> _Problems_
1 > Echo the stretch of the band forum thread from "Alright. So my" through "about my band.".
2 > In the band forum thread, list the roles of the other band members that kylendm describes in the opening post.
3 > Pick up the band forum thread where it stops by writing the post that goes under the last header.

> _Given passage_
⁂
# My band sucks, feedback?



## kylendm (May 26, 2012)

Alright. So my band has been practicing for 2-3 months now and we have 3 songs down. That's it. They are all my own songs so I already know them but 3 months to learn 3 songs that are 3.5m or less is pretty pathetic. 

Here's a list of what sucks about my band.

Our drummer doesn't ever seem motivated and only practices at band. He has nothing at home or anything. I doubt he even listens to the songs I have recorded for him. 

My other guitarist is good. We have a different approach at music though so it's kind of weird and we don't mingle. His setup SUCKS though. It's pretty terrible, even people we bring over hate his sound. 

Our bassist can't keep up.

Our vocalist is probably the only good thing about the band. He's keeping up and he sounds decent. Still the drummer is best friends with the vocalist and there aren't many other drummers out where I am, same with bassist. Not sure what to do about the other guitarist. 

Thinking about quitting but I can't find people who want to play, this band took forever to get together.


----------



## Jazzamatazz (May 28, 2012)

Quit, do a solo project


Or.....

Work with them and hopefully the will develop


----------



## Thep (May 28, 2012)

Ive been in the same situation alot. Just try not to take it too seriously and let it run its course. More than likely, nothing will become of it and you'll hate yourself for wasting all that time, money and effort...but such is the nature of music


----------



## VBCheeseGrater (May 28, 2012)

Join another band, but you can still play in that one too. Then you wont be bothered by it so much. It's worked for me in a similar situation


----------



## MrPepperoniNipples (May 28, 2012)

dump the drummer

if it's not worth his time to work towards a band than it's not worth your time to work with him

and work with the guys

do some recordings and what not
if the bassist is motivated he'll develop

and if you do recordings, maybe the other guy will start to change his setup a bit


----------



## sage (May 30, 2012)
⁂
> _Recorded information_
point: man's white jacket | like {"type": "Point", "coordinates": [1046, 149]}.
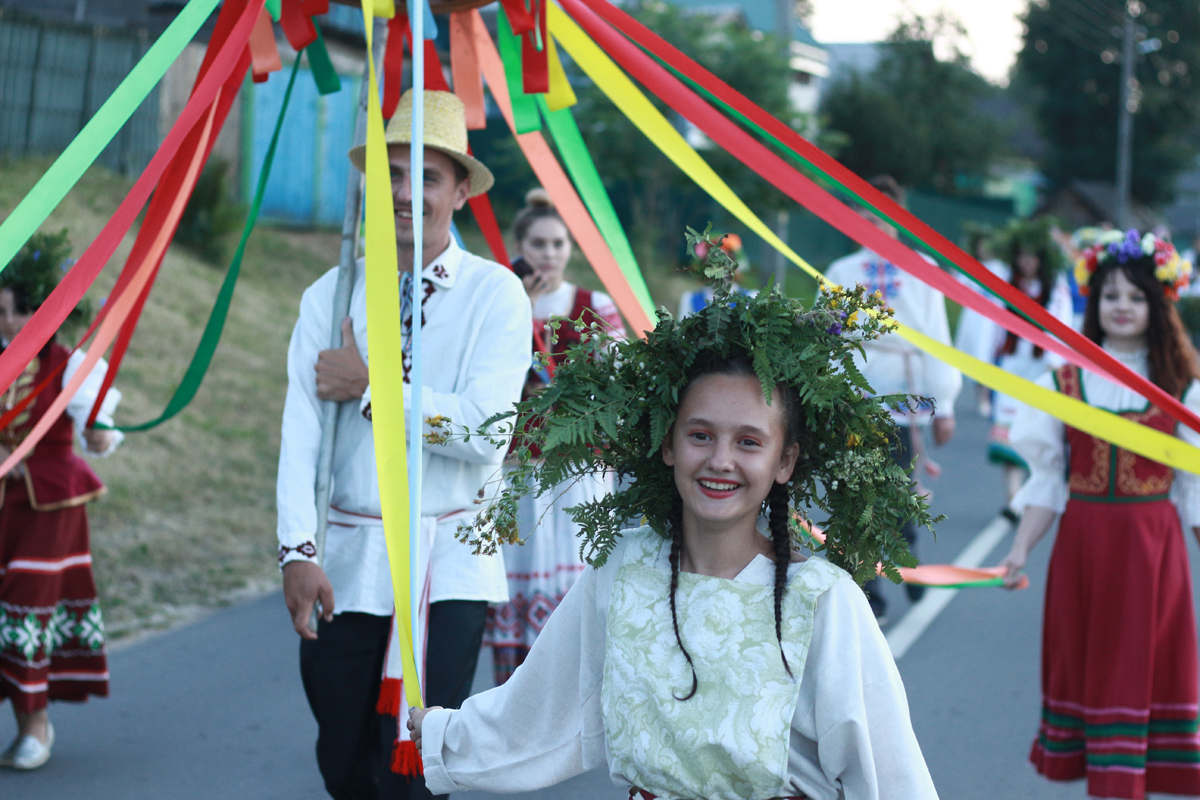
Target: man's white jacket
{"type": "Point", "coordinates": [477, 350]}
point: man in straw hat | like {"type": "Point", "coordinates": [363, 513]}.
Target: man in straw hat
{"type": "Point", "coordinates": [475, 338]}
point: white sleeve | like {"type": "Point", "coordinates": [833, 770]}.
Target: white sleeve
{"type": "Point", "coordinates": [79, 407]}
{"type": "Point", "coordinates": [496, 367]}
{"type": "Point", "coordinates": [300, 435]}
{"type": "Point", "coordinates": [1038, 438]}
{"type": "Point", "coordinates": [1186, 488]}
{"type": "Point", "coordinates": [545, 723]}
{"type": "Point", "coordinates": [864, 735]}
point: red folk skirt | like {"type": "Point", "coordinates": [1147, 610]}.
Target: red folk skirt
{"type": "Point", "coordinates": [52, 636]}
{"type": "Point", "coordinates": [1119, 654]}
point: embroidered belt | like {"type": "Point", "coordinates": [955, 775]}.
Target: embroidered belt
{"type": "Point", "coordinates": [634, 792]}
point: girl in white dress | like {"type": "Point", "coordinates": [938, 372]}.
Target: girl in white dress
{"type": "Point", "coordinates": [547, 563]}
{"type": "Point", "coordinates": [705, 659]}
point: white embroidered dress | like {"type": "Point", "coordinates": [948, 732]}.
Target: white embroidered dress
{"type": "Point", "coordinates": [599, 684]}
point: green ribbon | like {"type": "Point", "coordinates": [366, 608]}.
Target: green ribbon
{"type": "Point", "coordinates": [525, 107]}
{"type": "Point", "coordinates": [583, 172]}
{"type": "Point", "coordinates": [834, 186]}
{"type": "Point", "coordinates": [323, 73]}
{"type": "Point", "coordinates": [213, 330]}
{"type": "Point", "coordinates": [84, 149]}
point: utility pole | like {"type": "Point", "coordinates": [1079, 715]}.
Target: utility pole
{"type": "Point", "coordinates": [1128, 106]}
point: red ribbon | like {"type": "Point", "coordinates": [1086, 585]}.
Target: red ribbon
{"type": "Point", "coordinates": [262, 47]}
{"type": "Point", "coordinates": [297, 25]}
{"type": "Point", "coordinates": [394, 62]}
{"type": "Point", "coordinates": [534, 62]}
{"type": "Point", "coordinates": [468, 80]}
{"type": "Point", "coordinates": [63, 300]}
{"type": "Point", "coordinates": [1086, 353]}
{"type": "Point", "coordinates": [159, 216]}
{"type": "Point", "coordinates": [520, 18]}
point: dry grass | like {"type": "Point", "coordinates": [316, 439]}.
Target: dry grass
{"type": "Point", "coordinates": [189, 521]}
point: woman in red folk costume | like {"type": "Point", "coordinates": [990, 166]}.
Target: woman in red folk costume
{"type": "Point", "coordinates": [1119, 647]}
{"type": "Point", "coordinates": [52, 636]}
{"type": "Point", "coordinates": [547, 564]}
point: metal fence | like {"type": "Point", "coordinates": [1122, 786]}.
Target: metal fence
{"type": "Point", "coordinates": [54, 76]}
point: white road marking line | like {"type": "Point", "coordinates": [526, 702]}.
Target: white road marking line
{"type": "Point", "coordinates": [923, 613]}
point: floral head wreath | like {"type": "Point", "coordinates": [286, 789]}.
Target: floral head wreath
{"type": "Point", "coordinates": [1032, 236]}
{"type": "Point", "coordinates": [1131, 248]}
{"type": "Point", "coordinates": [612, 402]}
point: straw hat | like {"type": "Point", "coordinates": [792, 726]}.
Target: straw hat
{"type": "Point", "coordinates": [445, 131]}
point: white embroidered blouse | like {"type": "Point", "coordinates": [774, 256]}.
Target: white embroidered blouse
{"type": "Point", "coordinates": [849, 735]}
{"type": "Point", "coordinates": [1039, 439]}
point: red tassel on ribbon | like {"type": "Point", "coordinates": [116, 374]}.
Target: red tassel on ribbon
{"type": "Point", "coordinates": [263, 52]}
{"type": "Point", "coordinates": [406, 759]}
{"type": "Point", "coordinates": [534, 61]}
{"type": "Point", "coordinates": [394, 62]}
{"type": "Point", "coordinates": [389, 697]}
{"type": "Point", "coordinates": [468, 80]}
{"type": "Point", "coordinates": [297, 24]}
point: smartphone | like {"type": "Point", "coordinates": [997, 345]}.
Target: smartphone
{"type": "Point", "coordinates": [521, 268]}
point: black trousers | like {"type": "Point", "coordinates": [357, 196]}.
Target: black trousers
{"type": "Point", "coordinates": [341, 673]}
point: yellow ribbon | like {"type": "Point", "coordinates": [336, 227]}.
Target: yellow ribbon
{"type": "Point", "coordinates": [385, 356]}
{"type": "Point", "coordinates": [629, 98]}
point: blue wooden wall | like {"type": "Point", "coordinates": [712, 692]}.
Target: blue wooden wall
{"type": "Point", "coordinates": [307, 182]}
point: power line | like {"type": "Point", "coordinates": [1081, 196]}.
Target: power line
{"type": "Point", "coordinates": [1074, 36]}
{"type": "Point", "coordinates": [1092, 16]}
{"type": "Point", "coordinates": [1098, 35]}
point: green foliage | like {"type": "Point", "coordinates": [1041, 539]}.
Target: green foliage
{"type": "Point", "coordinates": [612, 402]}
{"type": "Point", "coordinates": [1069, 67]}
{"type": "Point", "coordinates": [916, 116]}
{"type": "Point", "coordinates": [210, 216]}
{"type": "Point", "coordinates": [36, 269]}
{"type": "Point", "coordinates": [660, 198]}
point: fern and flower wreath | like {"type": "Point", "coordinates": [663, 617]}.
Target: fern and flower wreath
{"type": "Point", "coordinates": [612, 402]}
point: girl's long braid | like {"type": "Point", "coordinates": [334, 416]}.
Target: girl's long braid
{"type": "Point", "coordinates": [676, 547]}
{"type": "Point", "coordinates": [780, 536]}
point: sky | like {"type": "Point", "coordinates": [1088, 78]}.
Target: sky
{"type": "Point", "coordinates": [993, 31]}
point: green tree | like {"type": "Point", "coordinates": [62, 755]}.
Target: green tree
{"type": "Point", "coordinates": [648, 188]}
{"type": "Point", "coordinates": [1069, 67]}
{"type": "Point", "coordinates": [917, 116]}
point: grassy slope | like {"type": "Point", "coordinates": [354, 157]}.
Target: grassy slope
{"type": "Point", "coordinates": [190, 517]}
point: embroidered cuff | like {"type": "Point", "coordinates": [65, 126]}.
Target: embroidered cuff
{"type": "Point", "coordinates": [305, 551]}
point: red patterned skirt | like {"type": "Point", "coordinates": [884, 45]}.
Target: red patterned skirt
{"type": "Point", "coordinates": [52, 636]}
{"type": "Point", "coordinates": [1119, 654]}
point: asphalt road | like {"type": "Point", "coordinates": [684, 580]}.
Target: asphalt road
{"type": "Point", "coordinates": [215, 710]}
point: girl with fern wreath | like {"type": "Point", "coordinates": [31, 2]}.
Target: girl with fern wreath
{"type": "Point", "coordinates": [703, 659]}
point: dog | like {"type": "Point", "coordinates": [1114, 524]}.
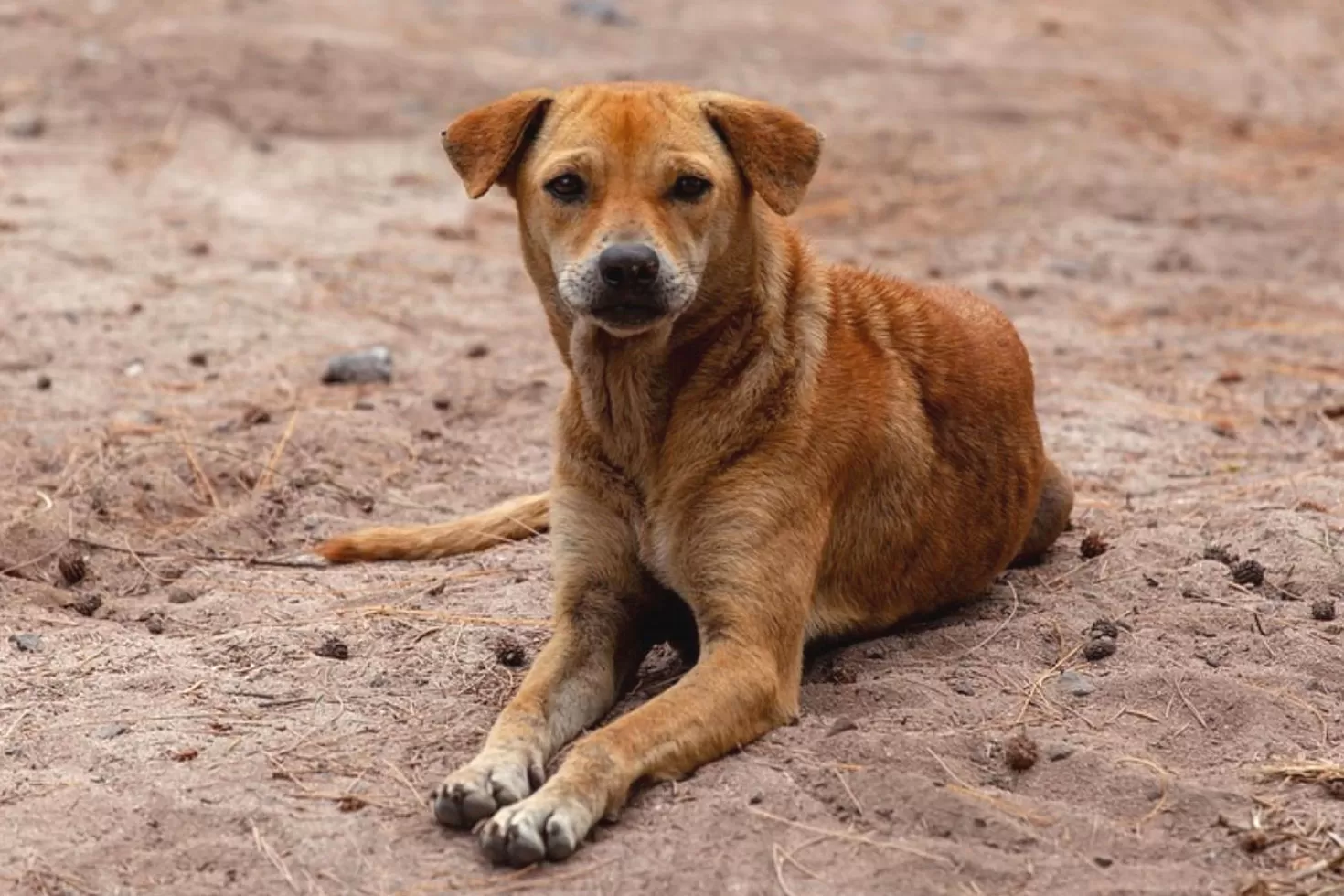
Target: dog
⁂
> _Answers by task_
1 >
Alright. So my band has been practicing for 2-3 months now and we have 3 songs down. That's it. They are all my own songs so I already know them but 3 months to learn 3 songs that are 3.5m or less is pretty pathetic. 

Here's a list of what sucks about my band.

2 >
drummer
other guitarist
bassist
vocalist

3 >
Success comes from preparation, practice, and teamwork. 

Imagine that you are a hockey player. Your preparation is your conditioning, consisting of nutrition, strength training, cardio training, and flexibility training. Your practice is in acquiring and maintaining technical skills like stick handling, shot placement, skating drills, etc. Your teamwork is your ability to work with your teammates through passing, screening the goalie, blocking shots, team defence, etc. If any member of your hockey team hasn't prepared and practiced, the entire team suffers.

Now imagine that you are a musician. Your preparation is your equipment. As a guitarist you are expected to have your guitars in playable condition and have your amplification set up in such a way that you don't sound crappy. This is every bit as important to a guitarist and not quite as difficult, time consuming, and discipline heavy as the physical preparation an athlete does, but still a lot of work. Your practice is, again, the acquisition of skills and techniques: in this case tapping, palm muting, sweeps, legato runs, whatever floats your boat. Your teamwork is your ability to write and perform songs with your bandmates. Any of your bandmates that hasn't prepared and practiced is causing the band to suffer. If your band was a hockey team, your guitarist would be the big fat bastard who gets winded early and can't keep up with the pace of the game even though he's got the ability to rifle a slapshot past the goalie, your drummer would be in pretty good shape, but the puck would bounce off of his stick because he hasn't practiced taking a pass, and your bassist would be flopping on the ice like a fish. 

If you feel like you are being a better teammate because your preparation and practice levels are higher than those around you, you have a couple of options. 

1: You can abandon the team and join a new team. In doing this, I would recommend focusing on your own practice and preparation for a period long enough to increase your abilities so you are desirable to a better team.

2: You can work on your leadership skills and motivate your existing team to increase their preparation and practice to a level where the team is no longer suffering as a result of their lack of commitment. This can be difficult. You will probably not be able to do this without coming off as a dick, which is going to suck if any of the bandmates are your friends also.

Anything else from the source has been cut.